Data section:

++++++

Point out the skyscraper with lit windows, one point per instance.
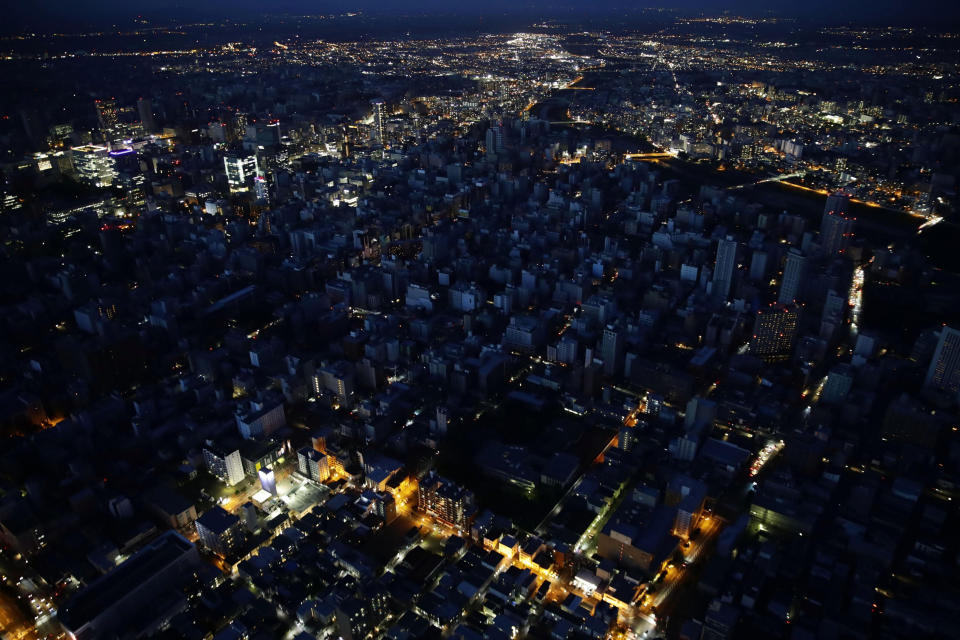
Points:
(836, 227)
(378, 116)
(774, 331)
(723, 269)
(944, 370)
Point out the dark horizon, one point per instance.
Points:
(61, 14)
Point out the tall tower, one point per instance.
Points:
(723, 269)
(793, 272)
(611, 350)
(774, 331)
(145, 109)
(378, 108)
(108, 117)
(944, 370)
(836, 228)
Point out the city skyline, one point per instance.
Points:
(506, 321)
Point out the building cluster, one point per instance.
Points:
(417, 360)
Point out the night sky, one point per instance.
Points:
(45, 12)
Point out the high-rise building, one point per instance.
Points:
(313, 464)
(260, 417)
(944, 370)
(94, 165)
(446, 501)
(775, 331)
(145, 109)
(723, 269)
(241, 171)
(378, 117)
(108, 116)
(225, 463)
(494, 139)
(836, 227)
(134, 591)
(793, 272)
(611, 350)
(219, 530)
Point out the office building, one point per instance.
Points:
(836, 227)
(145, 111)
(313, 464)
(774, 331)
(446, 501)
(94, 165)
(218, 530)
(724, 268)
(611, 350)
(944, 370)
(108, 117)
(241, 172)
(140, 594)
(260, 417)
(378, 107)
(793, 272)
(225, 463)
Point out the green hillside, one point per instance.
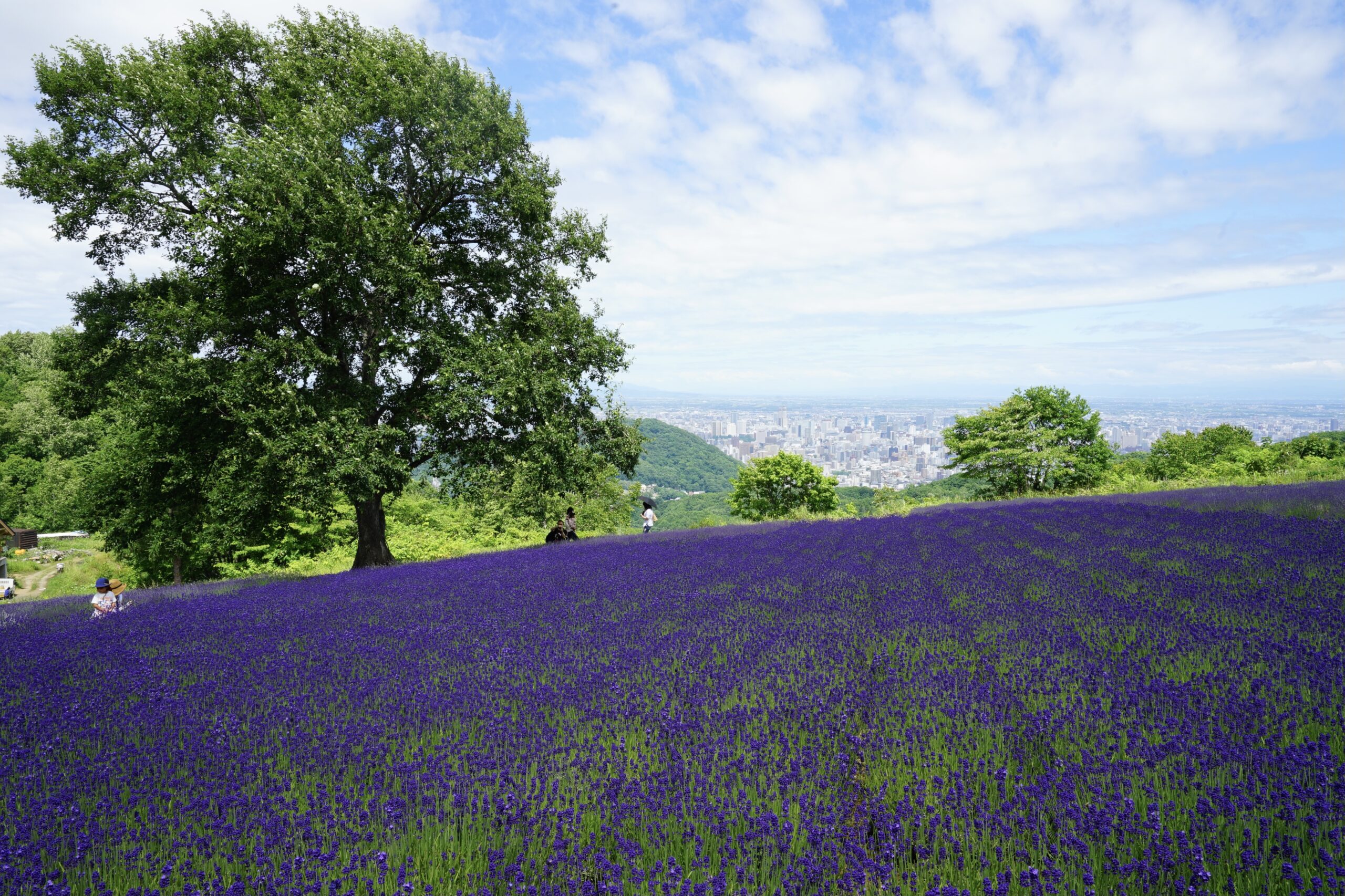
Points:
(676, 459)
(690, 512)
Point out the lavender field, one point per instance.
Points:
(1046, 697)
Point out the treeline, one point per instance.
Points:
(56, 467)
(1039, 442)
(366, 271)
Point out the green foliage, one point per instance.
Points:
(958, 487)
(359, 229)
(1039, 439)
(695, 512)
(775, 487)
(1219, 450)
(39, 477)
(1228, 452)
(676, 459)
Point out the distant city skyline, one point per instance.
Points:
(1142, 198)
(897, 444)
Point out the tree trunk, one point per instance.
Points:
(371, 549)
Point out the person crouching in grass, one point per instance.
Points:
(104, 602)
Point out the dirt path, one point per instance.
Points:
(35, 591)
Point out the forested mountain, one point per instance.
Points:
(676, 459)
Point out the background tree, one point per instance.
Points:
(775, 487)
(1178, 455)
(366, 232)
(41, 447)
(1039, 439)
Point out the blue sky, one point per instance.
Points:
(1126, 198)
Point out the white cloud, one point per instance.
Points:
(787, 26)
(985, 157)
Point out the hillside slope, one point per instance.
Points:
(676, 459)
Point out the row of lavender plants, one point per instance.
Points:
(1060, 697)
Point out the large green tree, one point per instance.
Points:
(362, 228)
(778, 486)
(1039, 439)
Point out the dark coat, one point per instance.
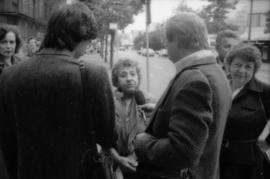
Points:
(188, 122)
(3, 171)
(247, 118)
(14, 60)
(43, 131)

++++++

Each line of the records with the word "skyline" in it is to be copied.

The completed task:
Point out the city skyline, one point per instance.
Point out the distant city skyline, one point per instance.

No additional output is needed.